Yeah. And it's, it's, um, it's so true. There's a little bit of truth in every lie and he is the master of deception.
I can tell you, I, when I, when I listened to the two of you talk and which is why your
ministry must be so powerful is that you're so honest and so open about your lives.
And a lot of people aren't, don't want to be open.
They want to stay, stay closed down.
But when you guys talk about your marriage and the difficulty and,
you know, whether it's infidelity or abortion and the struggles of our families past,
it, it, it, it, maybe it comes from some, some, some dark points in your life, but it just is
this array, the light radiates from them and give so much hope. And I think because in every part of
your story, there's nuggets that touch people in their marriages or in their lives. And if you can
get through it, if you can figure out a way to forgive, figure out a path back to Jesus, so too
can I in my own marriage. And I think that's, that's why I think it's so great that
you guys are so honest, you know, talking about what you guys have gone through. And again,
I think with marriages, we all have difficulty and challenges and secrets. And I just, I love
how honest you are telling your story. And about something so important. I mean, I, we, we were
interviewing the Bonchinos and, and Dan, you know, he's such a movement conservative. Right. I mean, he's so passionate about, you know, talking about what's wrong with our country. And our conversation was a lot about, you know, he came from a broken home. His wife came from a broken home.
---------------
Copy the stretch of the interview transcript from "Yeah. And it's, it's, um, it's" through "about your lives." word for word.

• [Information provided]:
---------------
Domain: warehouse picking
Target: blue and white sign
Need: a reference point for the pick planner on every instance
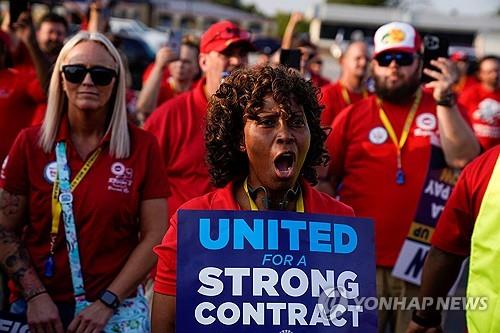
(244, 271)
---------------
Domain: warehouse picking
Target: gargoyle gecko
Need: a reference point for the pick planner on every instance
---------------
• [Task output]:
Yeah. And it's, it's, um, it's so true. There's a little bit of truth in every lie and he is the master of deception.
I can tell you, I, when I, when I listened to the two of you talk and which is why your
ministry must be so powerful is that you're so honest and so open about your lives.